What you should do. Every line from the line containing "If you could locate the white tiger" through the final line of the data is to be printed exactly; no other line is to appear.

Provided records.
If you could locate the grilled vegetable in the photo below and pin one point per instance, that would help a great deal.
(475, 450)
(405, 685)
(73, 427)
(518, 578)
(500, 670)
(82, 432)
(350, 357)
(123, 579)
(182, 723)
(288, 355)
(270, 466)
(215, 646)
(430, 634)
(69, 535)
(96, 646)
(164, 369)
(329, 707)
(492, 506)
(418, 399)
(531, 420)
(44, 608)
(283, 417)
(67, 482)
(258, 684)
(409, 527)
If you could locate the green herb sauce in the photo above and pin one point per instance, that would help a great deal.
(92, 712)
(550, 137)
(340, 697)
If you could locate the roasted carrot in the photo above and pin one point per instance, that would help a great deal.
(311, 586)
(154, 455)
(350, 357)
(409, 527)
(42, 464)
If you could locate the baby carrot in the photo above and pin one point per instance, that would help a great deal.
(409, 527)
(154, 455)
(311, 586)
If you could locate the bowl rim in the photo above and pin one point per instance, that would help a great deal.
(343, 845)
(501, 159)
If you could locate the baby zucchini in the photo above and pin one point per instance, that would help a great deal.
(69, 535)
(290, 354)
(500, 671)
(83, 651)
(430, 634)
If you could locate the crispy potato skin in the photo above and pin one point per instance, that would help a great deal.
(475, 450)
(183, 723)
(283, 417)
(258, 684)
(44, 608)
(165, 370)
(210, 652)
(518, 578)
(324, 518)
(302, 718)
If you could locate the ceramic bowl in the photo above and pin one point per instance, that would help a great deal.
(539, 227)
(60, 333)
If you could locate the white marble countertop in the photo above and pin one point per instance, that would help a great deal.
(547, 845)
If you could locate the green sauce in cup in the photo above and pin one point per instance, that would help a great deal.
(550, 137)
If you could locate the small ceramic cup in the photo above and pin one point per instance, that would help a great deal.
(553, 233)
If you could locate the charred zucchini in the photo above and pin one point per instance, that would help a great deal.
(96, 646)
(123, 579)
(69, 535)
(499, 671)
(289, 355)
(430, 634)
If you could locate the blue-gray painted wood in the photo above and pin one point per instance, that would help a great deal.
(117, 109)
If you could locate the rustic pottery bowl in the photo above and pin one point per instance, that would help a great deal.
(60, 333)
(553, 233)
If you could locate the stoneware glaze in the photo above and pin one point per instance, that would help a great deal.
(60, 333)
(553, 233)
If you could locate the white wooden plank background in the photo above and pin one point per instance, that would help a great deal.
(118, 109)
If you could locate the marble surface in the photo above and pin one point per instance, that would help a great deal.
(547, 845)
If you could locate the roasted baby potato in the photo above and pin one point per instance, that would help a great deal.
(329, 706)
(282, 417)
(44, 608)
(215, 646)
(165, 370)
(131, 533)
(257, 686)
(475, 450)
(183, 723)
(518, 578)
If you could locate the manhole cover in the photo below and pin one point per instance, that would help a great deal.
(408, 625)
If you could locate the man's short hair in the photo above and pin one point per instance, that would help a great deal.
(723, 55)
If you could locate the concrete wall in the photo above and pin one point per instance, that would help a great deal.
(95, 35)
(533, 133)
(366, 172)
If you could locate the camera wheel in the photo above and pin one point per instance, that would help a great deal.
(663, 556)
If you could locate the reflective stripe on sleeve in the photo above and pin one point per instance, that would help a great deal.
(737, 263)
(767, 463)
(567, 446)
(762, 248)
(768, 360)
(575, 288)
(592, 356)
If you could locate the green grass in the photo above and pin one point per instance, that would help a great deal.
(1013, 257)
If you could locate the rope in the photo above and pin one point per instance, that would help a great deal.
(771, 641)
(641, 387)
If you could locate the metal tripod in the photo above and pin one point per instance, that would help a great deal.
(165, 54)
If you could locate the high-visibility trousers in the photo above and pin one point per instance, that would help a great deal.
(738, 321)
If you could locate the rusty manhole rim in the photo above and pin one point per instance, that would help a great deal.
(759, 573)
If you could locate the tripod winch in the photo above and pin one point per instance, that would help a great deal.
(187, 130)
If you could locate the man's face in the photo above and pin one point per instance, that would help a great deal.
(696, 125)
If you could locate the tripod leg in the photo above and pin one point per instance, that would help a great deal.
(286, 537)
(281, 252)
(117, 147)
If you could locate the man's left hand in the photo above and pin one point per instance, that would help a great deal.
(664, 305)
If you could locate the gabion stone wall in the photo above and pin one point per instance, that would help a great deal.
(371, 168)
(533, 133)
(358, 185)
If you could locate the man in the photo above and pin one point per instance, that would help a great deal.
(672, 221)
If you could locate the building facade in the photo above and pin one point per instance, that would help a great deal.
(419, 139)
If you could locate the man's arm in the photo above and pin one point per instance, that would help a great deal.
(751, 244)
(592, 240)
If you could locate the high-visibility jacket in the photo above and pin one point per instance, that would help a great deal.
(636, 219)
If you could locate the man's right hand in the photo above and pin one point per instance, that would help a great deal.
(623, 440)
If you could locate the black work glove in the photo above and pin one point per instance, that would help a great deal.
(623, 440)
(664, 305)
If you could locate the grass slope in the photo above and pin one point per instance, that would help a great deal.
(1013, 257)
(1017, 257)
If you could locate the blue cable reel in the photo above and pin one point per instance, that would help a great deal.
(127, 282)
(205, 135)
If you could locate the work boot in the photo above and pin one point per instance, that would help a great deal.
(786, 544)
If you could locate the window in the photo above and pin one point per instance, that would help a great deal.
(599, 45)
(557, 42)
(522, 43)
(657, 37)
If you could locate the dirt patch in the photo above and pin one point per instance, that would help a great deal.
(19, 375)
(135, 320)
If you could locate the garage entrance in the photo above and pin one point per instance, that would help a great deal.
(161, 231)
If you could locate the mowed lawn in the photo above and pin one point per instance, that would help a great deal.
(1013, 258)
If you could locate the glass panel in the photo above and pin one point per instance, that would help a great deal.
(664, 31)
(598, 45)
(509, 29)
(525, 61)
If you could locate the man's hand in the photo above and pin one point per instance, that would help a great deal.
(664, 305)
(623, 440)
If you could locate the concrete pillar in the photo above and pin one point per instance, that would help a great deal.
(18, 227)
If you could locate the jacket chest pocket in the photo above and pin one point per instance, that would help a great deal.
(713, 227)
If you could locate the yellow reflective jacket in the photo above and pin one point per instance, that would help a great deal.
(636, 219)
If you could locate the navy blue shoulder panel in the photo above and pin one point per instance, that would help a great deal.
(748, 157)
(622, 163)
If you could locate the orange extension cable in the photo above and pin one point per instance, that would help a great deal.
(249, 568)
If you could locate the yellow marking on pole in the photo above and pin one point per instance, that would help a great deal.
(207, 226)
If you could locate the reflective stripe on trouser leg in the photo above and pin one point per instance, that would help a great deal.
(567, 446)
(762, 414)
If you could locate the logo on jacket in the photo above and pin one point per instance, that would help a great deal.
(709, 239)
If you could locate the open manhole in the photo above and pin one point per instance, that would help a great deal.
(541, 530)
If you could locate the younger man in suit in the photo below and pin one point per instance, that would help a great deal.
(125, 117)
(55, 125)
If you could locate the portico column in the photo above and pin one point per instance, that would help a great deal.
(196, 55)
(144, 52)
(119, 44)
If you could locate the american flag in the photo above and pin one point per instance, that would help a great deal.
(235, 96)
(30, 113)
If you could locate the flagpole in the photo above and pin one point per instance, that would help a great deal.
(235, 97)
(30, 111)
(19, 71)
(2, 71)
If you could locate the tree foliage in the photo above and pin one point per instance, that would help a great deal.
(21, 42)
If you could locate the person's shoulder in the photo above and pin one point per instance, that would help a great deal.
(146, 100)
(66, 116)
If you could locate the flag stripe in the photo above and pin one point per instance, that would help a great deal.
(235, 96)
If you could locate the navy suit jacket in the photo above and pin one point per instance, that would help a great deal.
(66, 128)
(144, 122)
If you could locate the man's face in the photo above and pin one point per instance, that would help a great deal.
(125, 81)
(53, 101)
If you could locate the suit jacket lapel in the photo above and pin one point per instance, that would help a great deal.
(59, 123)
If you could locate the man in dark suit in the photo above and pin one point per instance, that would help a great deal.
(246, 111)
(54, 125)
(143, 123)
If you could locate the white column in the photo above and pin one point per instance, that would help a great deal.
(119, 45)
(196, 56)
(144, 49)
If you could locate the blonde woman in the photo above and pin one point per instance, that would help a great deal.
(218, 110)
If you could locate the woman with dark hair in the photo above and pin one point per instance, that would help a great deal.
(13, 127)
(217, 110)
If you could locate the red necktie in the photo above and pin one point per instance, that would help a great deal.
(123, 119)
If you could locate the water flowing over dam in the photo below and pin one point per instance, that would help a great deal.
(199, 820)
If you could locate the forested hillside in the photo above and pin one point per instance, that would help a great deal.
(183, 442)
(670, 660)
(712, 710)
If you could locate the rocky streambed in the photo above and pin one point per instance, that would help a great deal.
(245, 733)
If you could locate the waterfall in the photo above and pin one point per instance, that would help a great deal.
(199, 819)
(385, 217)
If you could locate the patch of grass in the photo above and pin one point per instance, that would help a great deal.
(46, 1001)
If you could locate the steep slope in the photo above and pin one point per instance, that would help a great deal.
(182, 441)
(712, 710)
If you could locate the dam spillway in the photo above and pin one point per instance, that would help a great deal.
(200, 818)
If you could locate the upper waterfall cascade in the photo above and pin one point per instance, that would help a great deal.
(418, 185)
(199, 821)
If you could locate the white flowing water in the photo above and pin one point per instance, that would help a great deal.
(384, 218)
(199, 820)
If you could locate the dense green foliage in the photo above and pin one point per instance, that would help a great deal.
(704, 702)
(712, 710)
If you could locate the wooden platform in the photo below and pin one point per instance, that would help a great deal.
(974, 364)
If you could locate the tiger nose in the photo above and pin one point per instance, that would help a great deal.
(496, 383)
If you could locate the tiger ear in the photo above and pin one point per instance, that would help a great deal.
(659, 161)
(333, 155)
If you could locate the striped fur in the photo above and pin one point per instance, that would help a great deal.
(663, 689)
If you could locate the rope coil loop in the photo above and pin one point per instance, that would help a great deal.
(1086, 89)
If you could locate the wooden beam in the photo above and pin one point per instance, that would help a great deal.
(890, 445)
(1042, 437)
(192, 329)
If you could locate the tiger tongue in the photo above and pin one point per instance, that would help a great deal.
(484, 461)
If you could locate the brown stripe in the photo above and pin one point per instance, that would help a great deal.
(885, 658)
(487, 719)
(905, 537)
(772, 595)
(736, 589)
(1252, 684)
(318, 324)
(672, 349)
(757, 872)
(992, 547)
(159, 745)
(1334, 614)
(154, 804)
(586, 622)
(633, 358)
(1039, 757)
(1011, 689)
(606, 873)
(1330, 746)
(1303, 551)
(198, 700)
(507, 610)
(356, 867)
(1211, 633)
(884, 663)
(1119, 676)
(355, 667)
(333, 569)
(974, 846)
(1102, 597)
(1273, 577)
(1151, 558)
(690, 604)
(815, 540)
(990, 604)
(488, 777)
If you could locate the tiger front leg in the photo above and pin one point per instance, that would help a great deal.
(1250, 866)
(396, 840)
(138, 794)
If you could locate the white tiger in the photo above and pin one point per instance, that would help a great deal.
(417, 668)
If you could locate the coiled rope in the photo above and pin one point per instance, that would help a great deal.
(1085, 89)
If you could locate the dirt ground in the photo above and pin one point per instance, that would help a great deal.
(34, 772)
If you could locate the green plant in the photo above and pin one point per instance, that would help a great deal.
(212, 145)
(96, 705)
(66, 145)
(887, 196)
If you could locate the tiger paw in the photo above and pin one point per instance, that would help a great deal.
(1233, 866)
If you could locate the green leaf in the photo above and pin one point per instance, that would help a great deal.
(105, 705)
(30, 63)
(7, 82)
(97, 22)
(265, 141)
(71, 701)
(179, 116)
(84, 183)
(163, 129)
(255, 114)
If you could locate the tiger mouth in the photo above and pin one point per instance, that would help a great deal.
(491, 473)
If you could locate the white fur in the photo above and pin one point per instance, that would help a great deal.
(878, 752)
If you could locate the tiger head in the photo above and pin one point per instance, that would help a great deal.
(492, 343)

Answer.
If you could locate the white tiger in the photo above and pin one point per instance, that would help a great deal.
(417, 668)
If you could locate the coiled rope in the photo above and pin one point per instance, that would help a great deal.
(1085, 89)
If you could locate the dirt ground in the photo above and pin one point per instance, that would help a great deal.
(34, 772)
If you could locate the green plant in the photo above and pin one point per instance, that would help a great deal.
(212, 145)
(96, 705)
(66, 145)
(887, 196)
If you could locate the tiger paw in the photo above and pin one point per instance, that would help a great deal.
(1233, 866)
If you could locate the green leaf in the photo above and pin one point per instance, that would help a great deal.
(105, 705)
(30, 63)
(7, 82)
(97, 22)
(265, 141)
(71, 701)
(179, 116)
(84, 183)
(163, 129)
(255, 114)
If you could locate the tiger mouth in the photo above and pin one point per instance, that would help a great deal.
(491, 473)
If you could locate the white fur in the photo above and pin one point per instance, that would help a great deal.
(878, 752)
If you could locate the tiger head in the photo above and pin one point per instance, that would help a great deal.
(492, 343)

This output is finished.